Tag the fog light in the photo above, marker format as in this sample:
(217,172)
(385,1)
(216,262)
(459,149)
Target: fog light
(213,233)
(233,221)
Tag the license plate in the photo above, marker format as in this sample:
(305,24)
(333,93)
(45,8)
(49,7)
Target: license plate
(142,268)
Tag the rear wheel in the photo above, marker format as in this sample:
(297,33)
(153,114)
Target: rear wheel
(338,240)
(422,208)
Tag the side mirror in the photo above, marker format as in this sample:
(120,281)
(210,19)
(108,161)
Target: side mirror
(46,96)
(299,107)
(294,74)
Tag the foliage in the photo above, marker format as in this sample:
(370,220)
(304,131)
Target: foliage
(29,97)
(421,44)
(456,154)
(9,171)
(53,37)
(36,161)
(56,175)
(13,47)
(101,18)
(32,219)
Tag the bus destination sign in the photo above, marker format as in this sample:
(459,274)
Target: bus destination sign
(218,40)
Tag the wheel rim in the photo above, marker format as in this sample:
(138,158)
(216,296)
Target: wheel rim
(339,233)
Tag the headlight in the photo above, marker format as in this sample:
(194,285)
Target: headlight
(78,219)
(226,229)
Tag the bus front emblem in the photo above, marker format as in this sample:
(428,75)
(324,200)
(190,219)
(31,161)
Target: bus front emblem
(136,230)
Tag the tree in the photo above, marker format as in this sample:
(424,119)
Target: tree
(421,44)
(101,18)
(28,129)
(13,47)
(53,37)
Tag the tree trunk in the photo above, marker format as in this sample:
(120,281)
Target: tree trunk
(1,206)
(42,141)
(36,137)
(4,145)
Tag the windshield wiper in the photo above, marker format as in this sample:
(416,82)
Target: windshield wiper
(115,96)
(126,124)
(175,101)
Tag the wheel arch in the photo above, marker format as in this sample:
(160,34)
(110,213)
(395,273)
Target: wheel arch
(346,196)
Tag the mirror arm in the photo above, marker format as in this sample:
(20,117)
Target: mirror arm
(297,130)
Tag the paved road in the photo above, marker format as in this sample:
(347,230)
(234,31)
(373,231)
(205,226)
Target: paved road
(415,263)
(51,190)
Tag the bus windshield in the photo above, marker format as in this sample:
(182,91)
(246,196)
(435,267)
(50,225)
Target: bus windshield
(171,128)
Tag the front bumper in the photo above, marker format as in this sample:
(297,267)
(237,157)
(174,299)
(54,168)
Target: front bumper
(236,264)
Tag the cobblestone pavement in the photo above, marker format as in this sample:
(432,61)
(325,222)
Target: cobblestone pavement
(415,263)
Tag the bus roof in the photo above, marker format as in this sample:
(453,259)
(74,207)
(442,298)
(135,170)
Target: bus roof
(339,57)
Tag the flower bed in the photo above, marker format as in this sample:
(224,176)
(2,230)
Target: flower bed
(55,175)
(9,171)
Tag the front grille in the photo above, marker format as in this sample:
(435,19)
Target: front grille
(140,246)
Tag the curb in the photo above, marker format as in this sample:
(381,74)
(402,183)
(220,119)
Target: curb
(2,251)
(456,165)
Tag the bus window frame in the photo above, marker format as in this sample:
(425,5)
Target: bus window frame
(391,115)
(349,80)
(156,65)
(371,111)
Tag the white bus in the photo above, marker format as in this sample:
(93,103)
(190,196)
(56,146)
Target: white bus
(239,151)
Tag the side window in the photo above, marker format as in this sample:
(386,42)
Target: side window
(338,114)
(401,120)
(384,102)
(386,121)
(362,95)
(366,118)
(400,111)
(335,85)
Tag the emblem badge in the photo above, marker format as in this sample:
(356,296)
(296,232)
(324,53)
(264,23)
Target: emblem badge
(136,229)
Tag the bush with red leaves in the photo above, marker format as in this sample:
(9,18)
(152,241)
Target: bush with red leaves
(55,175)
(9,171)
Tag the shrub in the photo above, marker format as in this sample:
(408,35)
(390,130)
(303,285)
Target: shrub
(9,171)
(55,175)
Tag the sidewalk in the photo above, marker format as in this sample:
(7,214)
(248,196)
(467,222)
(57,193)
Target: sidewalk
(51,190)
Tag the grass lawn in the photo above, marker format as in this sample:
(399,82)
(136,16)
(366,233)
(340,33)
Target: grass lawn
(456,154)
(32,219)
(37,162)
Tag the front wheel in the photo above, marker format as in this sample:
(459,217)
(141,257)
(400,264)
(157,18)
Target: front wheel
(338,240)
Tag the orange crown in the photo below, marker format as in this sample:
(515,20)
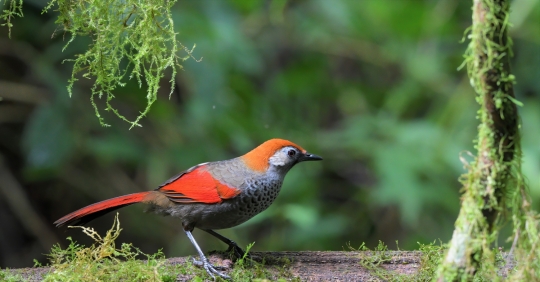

_ _ _

• **To do**
Please reproduce all of the data above word for word, from its first line through its last, but omit the pictures.

• **Solution to the exercise**
Tag the fog light in the photo above, marker format as in this sample:
(217,172)
(385,1)
(216,262)
(459,149)
Target: fog light
(213,233)
(233,221)
Tag the license plate in the photo above, marker format as in this sample:
(305,24)
(333,93)
(45,8)
(49,7)
Target: license plate
(142,268)
Tag the rear wheel in the photo above, marker format as in this sample:
(297,33)
(153,114)
Target: rear wheel
(338,240)
(422,208)
Tag the side mirror in the photo above, marker format as in this sample:
(120,281)
(210,19)
(108,161)
Target: side mirror
(46,96)
(299,107)
(294,74)
Tag the foliage in the photo above, marker format as in this sample:
(370,220)
(304,131)
Target: foliage
(29,97)
(421,44)
(456,154)
(9,171)
(53,37)
(36,161)
(56,175)
(13,47)
(101,18)
(32,219)
Tag the bus destination sign in the photo above, marker format as in this sample:
(459,274)
Target: bus destination sign
(218,40)
Tag the wheel rim in the photo above, marker format as in this sample:
(138,158)
(216,296)
Target: wheel rim
(339,233)
Tag the headlight in the photo above, marker format as in this sample:
(194,285)
Target: headlight
(78,219)
(226,229)
Tag the bus front emblem in the photo above, marker format as in this sample:
(428,75)
(324,200)
(190,219)
(31,161)
Target: bus front emblem
(136,230)
Tag the tree in the photo above, marker format as in this sample:
(424,119)
Target: tree
(421,44)
(101,18)
(28,129)
(13,47)
(53,37)
Tag the tree trunk in the photo above, marker format as in this sample:
(120,281)
Target: tree trunk
(1,206)
(42,141)
(36,137)
(4,145)
Tag the windshield wiper in the photo above, marker format as in this sample:
(416,82)
Target: windshield wiper
(115,96)
(126,124)
(175,101)
Tag the wheel arch in the photo above, marker format as in this sample:
(160,34)
(110,213)
(395,273)
Target: wheel arch
(346,196)
Tag the mirror arm in the photo above, marker format as in this sample:
(20,117)
Target: mirror arm
(297,130)
Tag the paved road in the photo above, marker format as in this sample:
(347,230)
(234,31)
(373,231)
(205,226)
Target: paved road
(415,263)
(51,190)
Tag the bus windshield in the photo above, marker format as in this sample:
(182,91)
(246,196)
(435,267)
(50,225)
Target: bus windshield
(171,128)
Tag the front bumper in the photo above, marker format as in this sample:
(297,267)
(237,157)
(174,299)
(54,168)
Target: front bumper
(236,264)
Tag the cobblestone pavement in the photo above, marker format as in this sample:
(432,61)
(325,222)
Target: cobblestone pavement
(415,263)
Tag the bus roof in the photo above, marker format as in this sample:
(453,259)
(74,207)
(442,298)
(135,170)
Target: bus roof
(339,57)
Tag the flower bed in the photo above, marker format as in this sample:
(224,176)
(2,230)
Target: flower bed
(55,175)
(9,171)
Tag the front grille in the photo above, marker format as in this sample:
(435,19)
Target: front grille
(140,246)
Tag the curb in the photo above, marker format as in this sample:
(381,74)
(402,183)
(220,119)
Target: curb
(2,251)
(456,165)
Tag the bus window frame in the photo above, marker format as in this sample:
(425,5)
Target: bus window frame
(391,115)
(349,80)
(156,65)
(371,111)
Tag the white bus in the photo above, marker format as in this sample:
(93,103)
(190,196)
(56,146)
Target: white bus
(239,151)
Tag the side window in the photo above, marker format as in this sample:
(386,42)
Target: side window
(338,114)
(401,120)
(384,102)
(386,121)
(362,95)
(366,118)
(400,111)
(335,85)
Tag the emblem badge in the photo above, marker format as in this sample:
(356,296)
(296,232)
(324,53)
(264,23)
Target: emblem badge
(136,229)
Tag the bush with red leaves in the photo above, marker format as in this sample:
(9,18)
(152,241)
Target: bush with red leaves
(55,175)
(9,171)
Tag the shrub in the photo above, marker format as in this sample:
(408,35)
(390,130)
(303,285)
Target: shrub
(9,171)
(55,175)
Tag the sidewalk in the photo above, marker format as in this sample:
(7,214)
(248,196)
(467,222)
(57,193)
Target: sidewalk
(51,190)
Tag the grass lawn in the photo above, marker format as in this sample:
(399,82)
(136,16)
(366,233)
(340,33)
Target: grass lawn
(456,154)
(32,219)
(37,162)
Tag the front wheel in the photo above, marker format as in this sample:
(459,217)
(141,257)
(400,264)
(157,18)
Target: front wheel
(338,240)
Tag the orange crown in the photo below, marker format as in this sample:
(515,20)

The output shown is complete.